**ABOUT THIS EXERCISE**:
For each of the following statements, say yes or no to whether it agrees with the text on emotions and solitude, and quote the words of the text that decide it. (a) The writer finds it hard to reach their emotions unless alone. (b) Most people can tell when the writer is in distress. (c) When strong feelings start, the writer usually stays among others.

**TEXT SEGMENT**:
•••••

I tend to seek solitude when I feel strong emotions because processing them and being around people at the same time is too much of a load. In the past, I've actually found it very difficult to even access my emotions unless I'm alone and I have music or an emotional movie or something to help me along.

That said, it's difficult to convey distress to others when I need to, so most people think that I'm fine when I'm not. This makes getting help really tough most times, since people think I'm exaggerating my distress, or they look to my face for "proof" and totally ignore my words when I say "I'm not okay." A select group of close people take my words over my face, and I consider them valuable friends and allies.

I expressed intense joy around someone once and they called me manic, which made me feel paranoid and misunderstood. So, when I feel the feels coming on, I usually bolt for a time, and return when things have settled.

I have found, however, that I'm not often lonely. So maybe that's introversion?
 
The more emotions, stess, whatever I experience the more introverted I become. If things get too much I totally go to my own little world and try to block out the rest. When I start feeling overwhelmed I retreat to my own world. All these emotions can easily be overwhelming for many of us. That alone takes up a lot of energy to just go through these emotions. That leaves little energy for interacting with others.

It takes a lot of energy for me to try to be a little more extroverted - more energy than I have these days.

•••••

**SUPPLIED INFORMATION**:
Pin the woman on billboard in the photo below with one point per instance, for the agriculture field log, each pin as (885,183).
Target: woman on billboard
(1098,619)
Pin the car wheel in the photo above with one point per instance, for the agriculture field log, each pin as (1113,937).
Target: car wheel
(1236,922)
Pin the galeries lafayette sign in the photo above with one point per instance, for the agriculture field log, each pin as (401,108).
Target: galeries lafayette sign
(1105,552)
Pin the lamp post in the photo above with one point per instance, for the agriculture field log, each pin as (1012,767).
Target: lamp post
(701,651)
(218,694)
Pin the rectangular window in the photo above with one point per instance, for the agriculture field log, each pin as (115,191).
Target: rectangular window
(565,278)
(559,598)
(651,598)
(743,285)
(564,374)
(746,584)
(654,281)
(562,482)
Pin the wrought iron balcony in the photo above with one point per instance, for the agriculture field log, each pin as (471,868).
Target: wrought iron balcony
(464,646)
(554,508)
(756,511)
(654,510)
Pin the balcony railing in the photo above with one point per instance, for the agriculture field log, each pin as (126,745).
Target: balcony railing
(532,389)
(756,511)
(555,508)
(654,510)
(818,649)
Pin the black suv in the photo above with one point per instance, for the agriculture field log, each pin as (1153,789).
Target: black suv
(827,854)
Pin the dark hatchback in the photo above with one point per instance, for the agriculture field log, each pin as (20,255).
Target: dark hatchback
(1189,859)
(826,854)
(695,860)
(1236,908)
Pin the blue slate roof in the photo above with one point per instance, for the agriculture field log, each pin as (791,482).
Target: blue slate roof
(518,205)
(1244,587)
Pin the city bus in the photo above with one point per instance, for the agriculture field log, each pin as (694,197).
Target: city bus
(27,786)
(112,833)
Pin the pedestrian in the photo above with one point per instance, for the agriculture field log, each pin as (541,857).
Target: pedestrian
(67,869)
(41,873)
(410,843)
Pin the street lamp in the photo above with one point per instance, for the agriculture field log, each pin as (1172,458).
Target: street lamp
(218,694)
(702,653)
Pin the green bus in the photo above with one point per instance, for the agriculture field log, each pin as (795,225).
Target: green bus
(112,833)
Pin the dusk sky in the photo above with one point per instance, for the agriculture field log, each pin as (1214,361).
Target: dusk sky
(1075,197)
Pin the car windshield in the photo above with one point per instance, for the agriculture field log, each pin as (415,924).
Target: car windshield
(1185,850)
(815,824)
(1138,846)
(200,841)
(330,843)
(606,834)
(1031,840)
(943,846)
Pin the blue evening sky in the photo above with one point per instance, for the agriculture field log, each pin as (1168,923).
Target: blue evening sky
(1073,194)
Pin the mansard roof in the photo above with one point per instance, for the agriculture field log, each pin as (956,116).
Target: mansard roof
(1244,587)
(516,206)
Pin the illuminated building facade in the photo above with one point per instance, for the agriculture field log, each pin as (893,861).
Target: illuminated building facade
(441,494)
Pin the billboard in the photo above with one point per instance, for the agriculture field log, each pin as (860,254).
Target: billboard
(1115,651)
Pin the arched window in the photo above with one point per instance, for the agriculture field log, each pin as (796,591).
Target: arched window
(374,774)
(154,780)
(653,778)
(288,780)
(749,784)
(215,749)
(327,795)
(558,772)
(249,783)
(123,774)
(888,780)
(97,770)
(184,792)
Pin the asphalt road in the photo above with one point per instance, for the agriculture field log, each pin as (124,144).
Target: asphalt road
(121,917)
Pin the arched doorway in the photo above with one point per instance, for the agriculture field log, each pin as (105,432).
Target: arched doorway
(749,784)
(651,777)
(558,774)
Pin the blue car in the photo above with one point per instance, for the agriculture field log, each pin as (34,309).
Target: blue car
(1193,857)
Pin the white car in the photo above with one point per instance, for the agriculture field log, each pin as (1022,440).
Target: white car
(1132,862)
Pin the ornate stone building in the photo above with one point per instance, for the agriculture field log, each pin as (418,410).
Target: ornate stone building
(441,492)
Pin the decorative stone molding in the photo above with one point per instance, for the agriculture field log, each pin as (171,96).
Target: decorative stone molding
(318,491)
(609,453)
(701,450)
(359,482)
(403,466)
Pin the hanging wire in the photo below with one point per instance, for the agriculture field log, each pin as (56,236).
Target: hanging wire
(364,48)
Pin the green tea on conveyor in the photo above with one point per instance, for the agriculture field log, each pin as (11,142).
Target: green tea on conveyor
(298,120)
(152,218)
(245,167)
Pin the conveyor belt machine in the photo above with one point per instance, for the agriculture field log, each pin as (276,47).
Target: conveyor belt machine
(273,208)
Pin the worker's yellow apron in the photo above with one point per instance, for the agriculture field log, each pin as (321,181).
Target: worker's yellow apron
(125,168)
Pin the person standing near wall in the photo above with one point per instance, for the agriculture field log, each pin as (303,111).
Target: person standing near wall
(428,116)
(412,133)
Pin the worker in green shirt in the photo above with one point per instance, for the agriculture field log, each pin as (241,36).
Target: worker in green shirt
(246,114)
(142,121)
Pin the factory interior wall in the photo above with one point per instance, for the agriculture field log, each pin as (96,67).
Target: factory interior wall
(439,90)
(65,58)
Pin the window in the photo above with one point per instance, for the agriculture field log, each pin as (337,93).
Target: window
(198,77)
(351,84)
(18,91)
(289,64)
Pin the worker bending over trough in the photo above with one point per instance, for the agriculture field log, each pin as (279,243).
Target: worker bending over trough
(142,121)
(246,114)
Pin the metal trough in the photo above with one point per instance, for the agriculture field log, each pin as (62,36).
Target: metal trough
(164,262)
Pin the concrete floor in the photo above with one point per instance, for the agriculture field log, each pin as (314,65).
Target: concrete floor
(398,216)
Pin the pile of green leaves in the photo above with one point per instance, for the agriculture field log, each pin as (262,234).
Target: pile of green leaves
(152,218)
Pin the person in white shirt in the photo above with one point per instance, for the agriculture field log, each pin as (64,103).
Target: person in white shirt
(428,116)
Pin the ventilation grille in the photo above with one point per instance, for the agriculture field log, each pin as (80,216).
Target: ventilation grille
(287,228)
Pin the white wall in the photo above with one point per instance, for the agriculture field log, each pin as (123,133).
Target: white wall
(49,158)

•••••

**OUTPUT OF THE TASK**:
(a) Yes: "I've actually found it very difficult to even access my emotions unless I'm alone"
(b) No: "most people think that I'm fine when I'm not"
(c) No: "when I feel the feels coming on, I usually bolt for a time"